** What is expected **
Write out the records that appear below, verbatim and complete, but without pictures.

** Source material **
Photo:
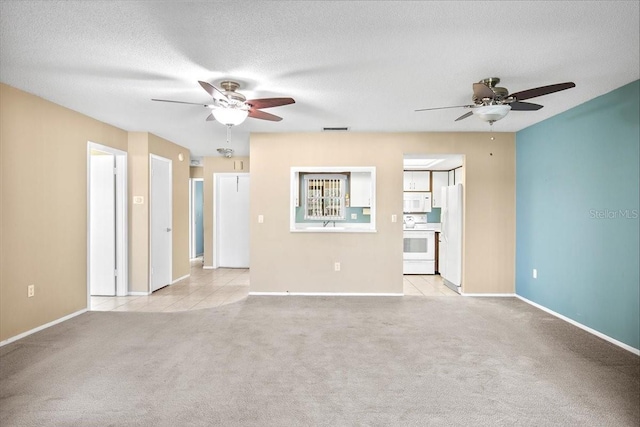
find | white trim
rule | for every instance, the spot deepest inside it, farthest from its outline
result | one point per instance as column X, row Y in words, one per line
column 138, row 293
column 488, row 295
column 326, row 294
column 216, row 207
column 192, row 216
column 583, row 327
column 39, row 328
column 180, row 278
column 170, row 162
column 122, row 236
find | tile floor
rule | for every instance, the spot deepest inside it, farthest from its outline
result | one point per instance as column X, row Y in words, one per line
column 213, row 288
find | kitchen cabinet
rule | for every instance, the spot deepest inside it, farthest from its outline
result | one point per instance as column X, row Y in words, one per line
column 417, row 181
column 360, row 184
column 439, row 179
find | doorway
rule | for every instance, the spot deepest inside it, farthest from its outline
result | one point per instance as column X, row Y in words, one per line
column 432, row 231
column 231, row 219
column 160, row 222
column 196, row 207
column 106, row 222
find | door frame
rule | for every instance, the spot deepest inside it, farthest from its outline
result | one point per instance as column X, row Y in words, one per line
column 192, row 216
column 216, row 206
column 122, row 223
column 163, row 159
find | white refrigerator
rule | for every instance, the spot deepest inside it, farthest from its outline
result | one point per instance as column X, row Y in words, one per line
column 450, row 247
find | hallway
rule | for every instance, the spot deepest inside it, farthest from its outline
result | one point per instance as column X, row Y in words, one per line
column 213, row 288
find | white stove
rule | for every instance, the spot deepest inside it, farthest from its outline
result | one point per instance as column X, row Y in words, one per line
column 419, row 245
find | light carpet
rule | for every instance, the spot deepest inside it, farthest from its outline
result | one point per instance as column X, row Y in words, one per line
column 321, row 361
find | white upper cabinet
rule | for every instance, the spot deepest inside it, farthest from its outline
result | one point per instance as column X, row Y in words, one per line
column 360, row 189
column 417, row 181
column 440, row 179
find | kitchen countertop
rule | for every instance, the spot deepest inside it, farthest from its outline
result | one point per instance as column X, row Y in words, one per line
column 429, row 226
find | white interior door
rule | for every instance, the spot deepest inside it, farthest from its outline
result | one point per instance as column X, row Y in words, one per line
column 102, row 224
column 160, row 222
column 232, row 220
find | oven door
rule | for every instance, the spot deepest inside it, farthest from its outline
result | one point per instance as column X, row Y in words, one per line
column 416, row 245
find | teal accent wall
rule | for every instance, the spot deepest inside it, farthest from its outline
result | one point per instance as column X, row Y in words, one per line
column 577, row 214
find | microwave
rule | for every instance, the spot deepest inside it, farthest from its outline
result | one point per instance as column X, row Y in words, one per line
column 416, row 201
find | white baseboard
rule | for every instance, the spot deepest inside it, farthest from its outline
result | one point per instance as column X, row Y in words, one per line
column 39, row 328
column 326, row 294
column 489, row 295
column 583, row 327
column 180, row 278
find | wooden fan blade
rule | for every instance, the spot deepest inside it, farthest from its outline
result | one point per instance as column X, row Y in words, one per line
column 269, row 102
column 213, row 91
column 180, row 102
column 524, row 106
column 443, row 108
column 257, row 114
column 464, row 116
column 480, row 91
column 543, row 90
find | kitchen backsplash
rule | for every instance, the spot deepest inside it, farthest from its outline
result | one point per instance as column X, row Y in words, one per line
column 434, row 215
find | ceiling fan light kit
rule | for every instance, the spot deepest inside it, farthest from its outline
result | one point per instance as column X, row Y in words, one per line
column 227, row 152
column 492, row 113
column 231, row 108
column 230, row 116
column 492, row 103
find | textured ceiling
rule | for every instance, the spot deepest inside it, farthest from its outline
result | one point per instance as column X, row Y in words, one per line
column 365, row 65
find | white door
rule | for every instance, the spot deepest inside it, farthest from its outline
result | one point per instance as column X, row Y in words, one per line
column 232, row 220
column 160, row 223
column 102, row 223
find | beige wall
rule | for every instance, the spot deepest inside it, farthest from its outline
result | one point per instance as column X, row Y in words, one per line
column 196, row 172
column 372, row 263
column 43, row 193
column 141, row 145
column 43, row 209
column 216, row 165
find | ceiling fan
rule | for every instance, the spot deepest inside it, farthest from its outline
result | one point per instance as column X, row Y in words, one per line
column 232, row 108
column 492, row 103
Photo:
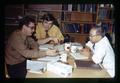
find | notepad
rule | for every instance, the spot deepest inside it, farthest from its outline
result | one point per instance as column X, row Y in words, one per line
column 87, row 64
column 45, row 47
column 36, row 66
column 78, row 56
column 50, row 58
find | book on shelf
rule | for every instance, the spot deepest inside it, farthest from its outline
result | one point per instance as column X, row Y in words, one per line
column 87, row 64
column 72, row 28
column 86, row 28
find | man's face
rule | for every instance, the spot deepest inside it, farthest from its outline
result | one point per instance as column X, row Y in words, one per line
column 29, row 29
column 93, row 36
column 47, row 24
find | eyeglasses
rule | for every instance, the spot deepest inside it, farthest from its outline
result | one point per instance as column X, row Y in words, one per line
column 91, row 36
column 33, row 27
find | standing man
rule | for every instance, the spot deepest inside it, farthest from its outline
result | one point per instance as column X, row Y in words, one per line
column 100, row 50
column 21, row 46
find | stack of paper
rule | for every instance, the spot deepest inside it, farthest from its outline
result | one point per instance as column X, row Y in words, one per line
column 87, row 64
column 59, row 68
column 50, row 58
column 59, row 47
column 45, row 47
column 78, row 56
column 36, row 66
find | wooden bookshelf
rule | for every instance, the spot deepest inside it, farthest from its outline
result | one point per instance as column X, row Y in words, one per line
column 12, row 12
column 84, row 16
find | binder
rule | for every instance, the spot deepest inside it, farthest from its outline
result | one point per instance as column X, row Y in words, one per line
column 87, row 64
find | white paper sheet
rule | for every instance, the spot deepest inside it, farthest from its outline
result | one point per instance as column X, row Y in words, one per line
column 50, row 58
column 36, row 66
column 78, row 56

** Result **
Photo:
find | white trim
rule | for every instance, the spot deepest inside it, farthest from its outline
result | one point per instance as column X, row Y in words, one per line
column 138, row 293
column 488, row 295
column 326, row 294
column 216, row 207
column 192, row 216
column 583, row 327
column 39, row 328
column 180, row 278
column 170, row 162
column 122, row 236
find | tile floor
rule | for every instance, the spot deepest inside it, farthest from its outline
result | one point per instance as column X, row Y in words, one per line
column 213, row 288
find | kitchen cabinet
rule | for every instance, the spot deepest inside it, farthest from its outline
result | one point per instance as column X, row Y in words, one per line
column 417, row 181
column 360, row 184
column 439, row 179
find | doorway
rule | for every instance, the spot deepest inside it, farthest from its outline
result | one point per instance as column X, row Y in words, one per line
column 432, row 231
column 231, row 219
column 160, row 222
column 196, row 207
column 106, row 222
find | door frame
rule | for every instance, the spot deepest inside it, farthest from its outline
result | one point per instance as column X, row Y in words, one per line
column 192, row 216
column 216, row 206
column 122, row 223
column 163, row 159
find | white refrigerator
rule | for every instance, the spot deepest inside it, farthest from its outline
result | one point per instance as column X, row Y in words, one per line
column 450, row 247
find | hallway
rule | for every instance, the spot deepest inside it, farthest from its outline
result | one point per instance as column X, row Y in words, one per line
column 213, row 288
find | white stove
rule | for every instance, the spot deepest inside it, farthest from its outline
result | one point per instance as column X, row Y in words, one per line
column 419, row 245
find | light carpet
rule | for every instance, the spot deepest inside it, farthest from its outline
result | one point per instance as column X, row Y in words, one per line
column 321, row 361
find | white upper cabinet
rule | for every instance, the spot deepest inside it, farthest from its outline
result | one point per instance as column X, row Y in words, one per line
column 360, row 189
column 417, row 181
column 440, row 179
find | kitchen countertop
rule | for every instance, the spot deepest inside it, farthest from its outline
result | one point per instance as column X, row Y in words, one per line
column 429, row 226
find | white interior door
rule | for every instance, the spot deepest inside it, farthest from its outline
result | one point per instance as column X, row Y in words, one per line
column 102, row 224
column 160, row 222
column 232, row 220
find | oven door
rule | for every instance, the spot deepest inside it, farthest from its outline
result | one point per instance as column X, row Y in words, one per line
column 416, row 245
find | teal accent wall
rule | for every instance, the spot deepest inside it, farthest from its outline
result | one point per instance as column X, row Y in words, one per line
column 577, row 214
find | microwave
rule | for every instance, the spot deepest inside it, farthest from its outline
result | one point per instance as column X, row Y in words, one per line
column 416, row 201
find | white baseboard
rule | for every instance, the spot deepest inside it, farthest from its outline
result | one point per instance as column X, row Y in words, one per line
column 39, row 328
column 326, row 294
column 489, row 295
column 583, row 327
column 180, row 278
find | wooden fan blade
rule | for every instance, the spot deepest inside it, farthest from its outline
result | one point per instance as column X, row Y in words, one per line
column 269, row 102
column 213, row 91
column 180, row 102
column 524, row 106
column 443, row 108
column 257, row 114
column 464, row 116
column 480, row 91
column 543, row 90
find | kitchen backsplash
rule | for every instance, the spot deepest inside it, farthest from its outline
result | one point per instance as column X, row Y in words, one per line
column 434, row 215
find | ceiling fan light kit
rule | for every instance, the spot deepest inside it, farthest from its outline
result | one point per instance as column X, row Y in words, one per line
column 227, row 152
column 492, row 113
column 231, row 108
column 230, row 116
column 492, row 103
find | textured ceiling
rule | for every instance, the spot deepest inside it, farthest from its outline
result | one point per instance as column X, row Y in words, one per line
column 365, row 65
find | white door
rule | for every instance, the spot deepest inside it, farthest from its outline
result | one point per instance as column X, row Y in words, one per line
column 232, row 220
column 160, row 223
column 102, row 223
find | beige wall
rule | for every instance, the spot deepest inside it, farthest from its outline
result | one point per instance as column X, row Y in words, one per line
column 196, row 172
column 372, row 263
column 43, row 193
column 141, row 145
column 43, row 209
column 216, row 165
find | ceiling fan
rule | for every instance, the spot deepest inside it, farthest from its outline
result | one point per instance as column X, row Y in words, one per line
column 232, row 108
column 492, row 103
Photo:
find | notepad
rule | for every instance, the spot deepest inside it, farthest from its outline
result | one point per instance as column X, row Y in words, one per line
column 87, row 64
column 45, row 47
column 36, row 66
column 78, row 56
column 50, row 58
find | book on shelf
rule | for every instance, the spot deepest inside it, farthest from its outline
result | one point per instance as column X, row Y in words, one per line
column 87, row 64
column 72, row 28
column 86, row 28
find | man's face
rule | for every instance, the spot deepest inside it, farthest from its outline
result | one point per instance as column X, row Y in words, one per line
column 29, row 29
column 93, row 36
column 47, row 24
find | eyeglasses
rule | for every instance, the spot deepest inside it, farthest from its outline
result | one point per instance as column X, row Y in words, one per line
column 91, row 36
column 33, row 27
find | standing man
rule | for every instance, the spot deepest inside it, farthest from its outline
result | one point per instance as column X, row Y in words, one per line
column 100, row 50
column 21, row 46
find | stack of paper
rule | for every instance, the spot deepest inside it, farthest from its outline
result | one point per instance as column X, row Y in words, one per line
column 87, row 64
column 59, row 68
column 50, row 58
column 59, row 47
column 45, row 47
column 78, row 56
column 36, row 66
find | wooden bookshelf
rule | for every instance, the spot deepest inside it, farthest from its outline
result | one point per instance as column X, row Y in words, one per line
column 12, row 12
column 84, row 16
find | binder
rule | for every instance, the spot deepest inside it, farthest from its outline
result | one point per instance as column X, row Y in words, one per line
column 87, row 64
find | white paper sheet
rule | for every instance, the spot deepest inside it, farthest from its outline
result | one point per instance as column X, row Y in words, one per line
column 50, row 58
column 36, row 66
column 78, row 56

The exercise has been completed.